WHAT YOU WILL DO:
In the listing below, begin at the line containing "Mark a point on each instance of the tree" and stop after the line containing "(1038, 497)". Write out every line in that span again, request lines included, and add 87 to both numbers of each coordinate pair in the answers.

Position annotation records:
· · · ·

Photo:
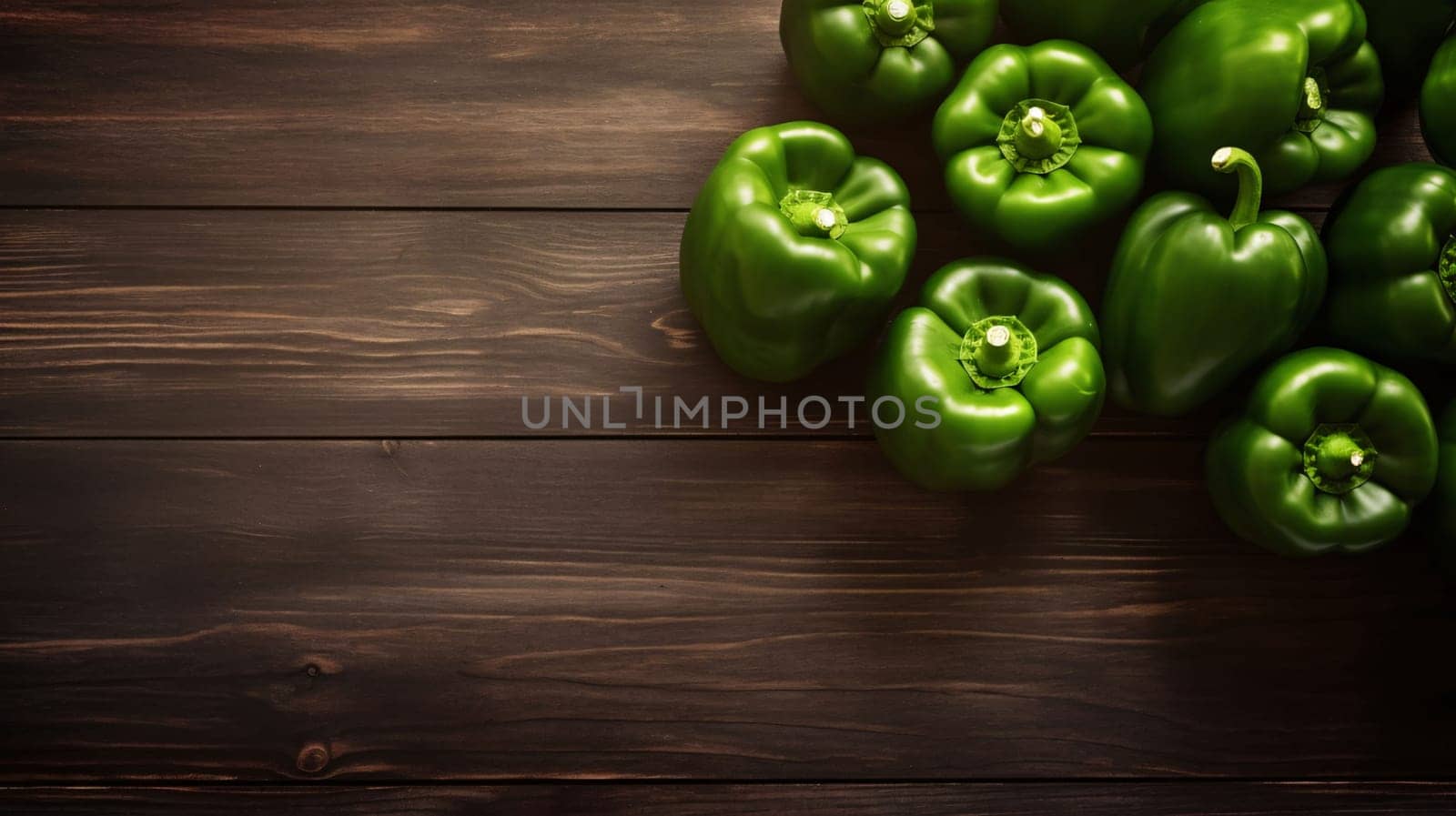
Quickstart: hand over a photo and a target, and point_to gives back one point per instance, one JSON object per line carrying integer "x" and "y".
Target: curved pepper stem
{"x": 1251, "y": 184}
{"x": 999, "y": 354}
{"x": 895, "y": 16}
{"x": 1339, "y": 458}
{"x": 1038, "y": 137}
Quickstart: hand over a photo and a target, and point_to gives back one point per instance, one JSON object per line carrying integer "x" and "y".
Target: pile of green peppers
{"x": 797, "y": 247}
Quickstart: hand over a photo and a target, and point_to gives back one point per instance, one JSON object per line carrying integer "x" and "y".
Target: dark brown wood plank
{"x": 262, "y": 323}
{"x": 683, "y": 609}
{"x": 1026, "y": 799}
{"x": 552, "y": 104}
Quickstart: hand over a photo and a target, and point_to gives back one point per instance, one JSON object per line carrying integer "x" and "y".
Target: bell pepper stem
{"x": 895, "y": 17}
{"x": 1340, "y": 457}
{"x": 1251, "y": 184}
{"x": 1038, "y": 137}
{"x": 999, "y": 354}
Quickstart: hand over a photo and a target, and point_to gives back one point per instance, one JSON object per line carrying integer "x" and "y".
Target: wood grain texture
{"x": 683, "y": 609}
{"x": 1023, "y": 799}
{"x": 613, "y": 104}
{"x": 258, "y": 323}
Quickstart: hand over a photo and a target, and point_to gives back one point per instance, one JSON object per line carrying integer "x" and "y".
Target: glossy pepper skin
{"x": 1041, "y": 141}
{"x": 1009, "y": 358}
{"x": 1121, "y": 31}
{"x": 877, "y": 61}
{"x": 1405, "y": 34}
{"x": 1293, "y": 82}
{"x": 1331, "y": 456}
{"x": 1194, "y": 298}
{"x": 794, "y": 249}
{"x": 1392, "y": 257}
{"x": 1439, "y": 105}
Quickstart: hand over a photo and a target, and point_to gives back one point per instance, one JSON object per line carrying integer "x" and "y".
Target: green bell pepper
{"x": 1121, "y": 31}
{"x": 1006, "y": 358}
{"x": 1392, "y": 255}
{"x": 874, "y": 61}
{"x": 1331, "y": 456}
{"x": 1439, "y": 105}
{"x": 1293, "y": 82}
{"x": 794, "y": 249}
{"x": 1194, "y": 298}
{"x": 1041, "y": 141}
{"x": 1405, "y": 34}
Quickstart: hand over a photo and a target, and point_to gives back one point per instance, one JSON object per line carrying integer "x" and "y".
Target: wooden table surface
{"x": 274, "y": 278}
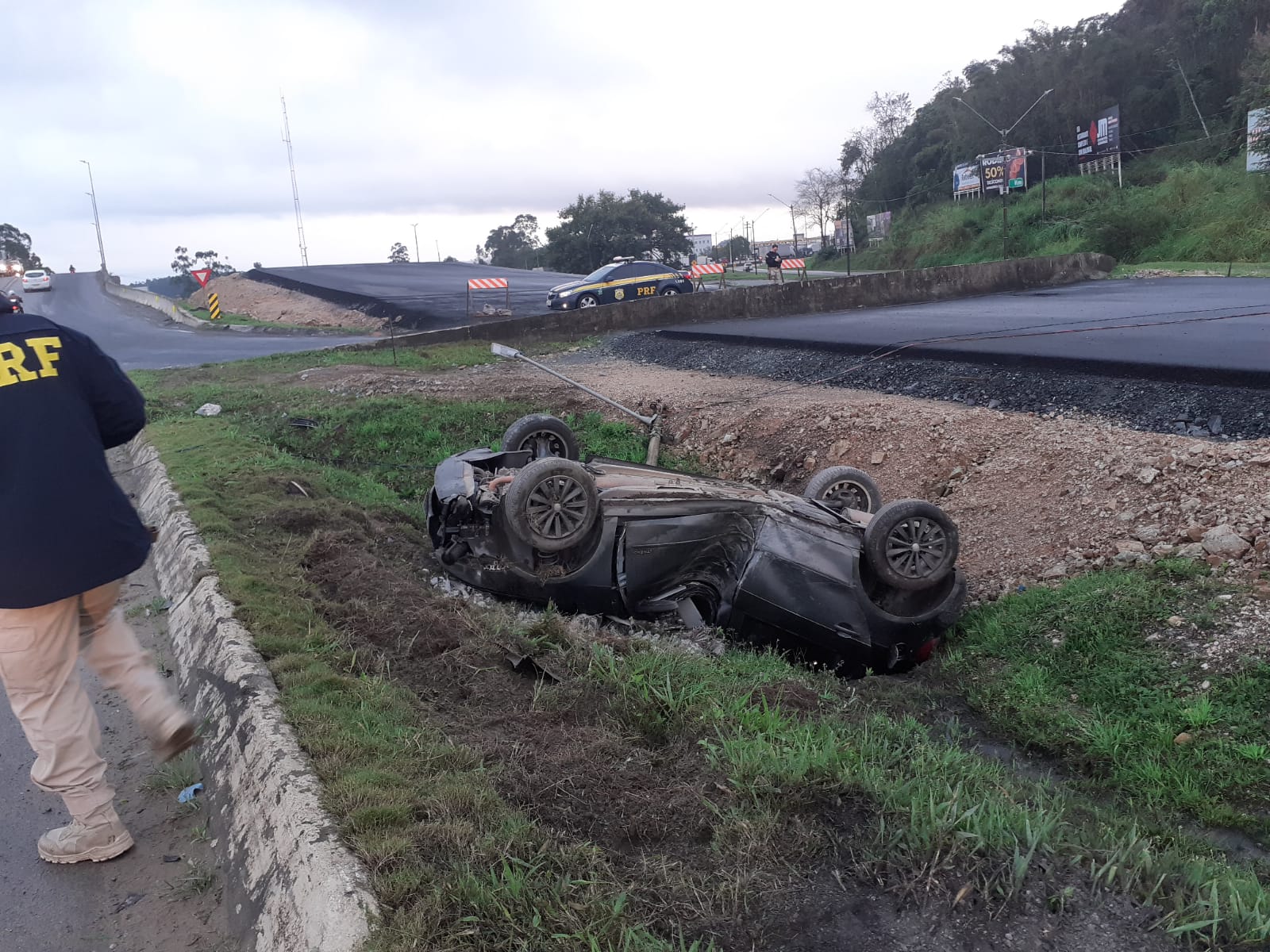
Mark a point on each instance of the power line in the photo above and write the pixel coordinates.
(295, 187)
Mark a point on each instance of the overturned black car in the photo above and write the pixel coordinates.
(835, 571)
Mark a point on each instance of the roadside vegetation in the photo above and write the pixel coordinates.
(624, 793)
(1191, 213)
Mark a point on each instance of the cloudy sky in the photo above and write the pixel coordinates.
(456, 116)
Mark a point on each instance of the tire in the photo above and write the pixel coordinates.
(892, 536)
(545, 436)
(552, 505)
(845, 488)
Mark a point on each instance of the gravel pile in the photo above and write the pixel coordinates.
(1037, 497)
(1195, 410)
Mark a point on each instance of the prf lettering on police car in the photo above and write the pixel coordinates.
(18, 366)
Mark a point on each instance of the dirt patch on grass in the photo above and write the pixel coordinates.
(266, 302)
(1037, 497)
(575, 759)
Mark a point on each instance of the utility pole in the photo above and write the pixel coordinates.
(295, 187)
(1005, 183)
(793, 225)
(1178, 67)
(97, 219)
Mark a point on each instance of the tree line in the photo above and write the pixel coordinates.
(1183, 71)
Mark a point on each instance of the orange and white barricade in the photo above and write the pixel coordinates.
(794, 264)
(698, 270)
(488, 285)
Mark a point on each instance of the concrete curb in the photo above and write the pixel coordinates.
(290, 885)
(156, 301)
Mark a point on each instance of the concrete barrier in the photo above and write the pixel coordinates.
(787, 300)
(290, 885)
(148, 298)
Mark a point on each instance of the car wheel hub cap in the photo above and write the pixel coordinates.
(846, 495)
(916, 549)
(556, 507)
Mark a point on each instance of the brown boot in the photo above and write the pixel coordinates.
(98, 837)
(177, 736)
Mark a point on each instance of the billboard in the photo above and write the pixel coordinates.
(1016, 168)
(1259, 140)
(967, 179)
(994, 171)
(879, 228)
(844, 235)
(1100, 136)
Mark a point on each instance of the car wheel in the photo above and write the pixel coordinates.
(543, 436)
(911, 545)
(845, 488)
(552, 505)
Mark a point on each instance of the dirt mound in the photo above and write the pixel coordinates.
(266, 302)
(1035, 495)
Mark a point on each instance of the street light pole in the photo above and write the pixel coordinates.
(793, 226)
(97, 220)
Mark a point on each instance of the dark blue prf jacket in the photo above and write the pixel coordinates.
(65, 524)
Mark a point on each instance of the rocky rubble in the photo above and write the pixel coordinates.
(1038, 497)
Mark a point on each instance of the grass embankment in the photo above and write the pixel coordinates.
(647, 801)
(1183, 213)
(243, 321)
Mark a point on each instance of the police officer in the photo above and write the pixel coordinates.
(774, 266)
(70, 537)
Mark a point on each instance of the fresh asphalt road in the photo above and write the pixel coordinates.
(1206, 330)
(139, 338)
(433, 295)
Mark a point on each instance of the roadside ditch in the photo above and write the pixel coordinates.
(643, 793)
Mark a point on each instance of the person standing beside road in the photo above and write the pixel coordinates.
(774, 266)
(70, 539)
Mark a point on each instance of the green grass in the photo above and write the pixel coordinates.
(457, 867)
(1191, 213)
(175, 774)
(1070, 672)
(1219, 268)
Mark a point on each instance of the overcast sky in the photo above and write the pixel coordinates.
(456, 116)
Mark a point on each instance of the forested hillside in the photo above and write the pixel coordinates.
(1141, 57)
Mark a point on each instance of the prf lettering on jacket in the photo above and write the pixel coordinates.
(19, 366)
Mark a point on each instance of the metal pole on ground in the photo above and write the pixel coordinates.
(97, 219)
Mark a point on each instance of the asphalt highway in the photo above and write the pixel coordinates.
(431, 295)
(1206, 330)
(140, 338)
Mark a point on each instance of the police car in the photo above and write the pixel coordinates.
(622, 279)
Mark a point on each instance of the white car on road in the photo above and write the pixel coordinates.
(37, 281)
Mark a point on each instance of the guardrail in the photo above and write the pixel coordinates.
(158, 302)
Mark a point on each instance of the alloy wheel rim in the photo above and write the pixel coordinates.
(918, 547)
(556, 508)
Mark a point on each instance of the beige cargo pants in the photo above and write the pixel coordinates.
(38, 647)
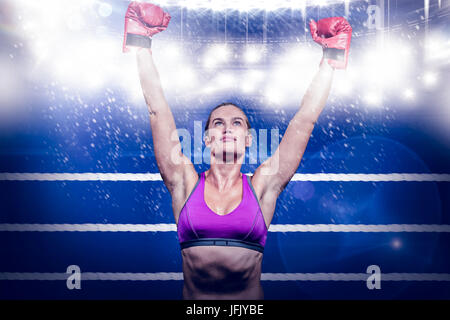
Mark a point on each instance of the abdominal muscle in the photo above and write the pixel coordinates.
(216, 272)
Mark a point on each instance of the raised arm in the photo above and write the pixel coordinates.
(142, 21)
(334, 35)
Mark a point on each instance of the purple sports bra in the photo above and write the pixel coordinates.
(243, 227)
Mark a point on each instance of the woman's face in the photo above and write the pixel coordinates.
(228, 134)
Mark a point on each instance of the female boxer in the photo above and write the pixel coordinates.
(222, 215)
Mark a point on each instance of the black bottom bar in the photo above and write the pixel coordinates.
(222, 242)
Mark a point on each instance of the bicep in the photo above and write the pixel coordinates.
(172, 163)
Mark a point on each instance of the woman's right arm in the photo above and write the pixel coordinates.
(174, 166)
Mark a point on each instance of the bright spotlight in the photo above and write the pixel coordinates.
(104, 9)
(274, 95)
(408, 94)
(216, 55)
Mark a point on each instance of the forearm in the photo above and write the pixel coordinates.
(150, 82)
(316, 96)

· · · ·

SOLVED EXERCISE:
Mark a point on each instance of the tree line in the photo above and write the pixel coordinates.
(1270, 158)
Mark a point on each instance of the orange and white barricade in the photo above and write the pixel coordinates.
(881, 351)
(785, 357)
(575, 372)
Mark a point on each instance of the concrete curb in the photo above and write the pixel coordinates.
(377, 972)
(243, 388)
Mark a point on each instance of the concrete barrier in the photo above and write the pixel coordinates.
(874, 387)
(377, 972)
(235, 385)
Mark a point on each instance of the car wheel hub cap in the photo above and write the pixel coordinates.
(933, 582)
(1003, 636)
(643, 594)
Mark a point on each instance of the brown boot in the photo above and write the pixel coordinates.
(185, 924)
(264, 823)
Mark a point on each instance of the billboard in the photo above and write the pixel coordinates.
(1103, 255)
(1346, 227)
(1054, 266)
(1081, 258)
(966, 315)
(931, 322)
(1187, 223)
Mark a point on each instance of the car wheel in the photo above and write the pixel coordinates.
(630, 523)
(998, 632)
(932, 575)
(639, 592)
Mark a point on each instance of the dirt mound in the photo above and write the pixel coordinates.
(353, 389)
(1122, 582)
Mark a point on each instance of the street light pole in the photo above and write the pixel coordinates.
(880, 313)
(184, 307)
Mark a point on each instance of the dark blue prf jacket in the photo above and write the pixel coordinates.
(152, 611)
Mark a point on each instance of the rocky rubble in the photo above and write the pixel coordinates.
(1125, 584)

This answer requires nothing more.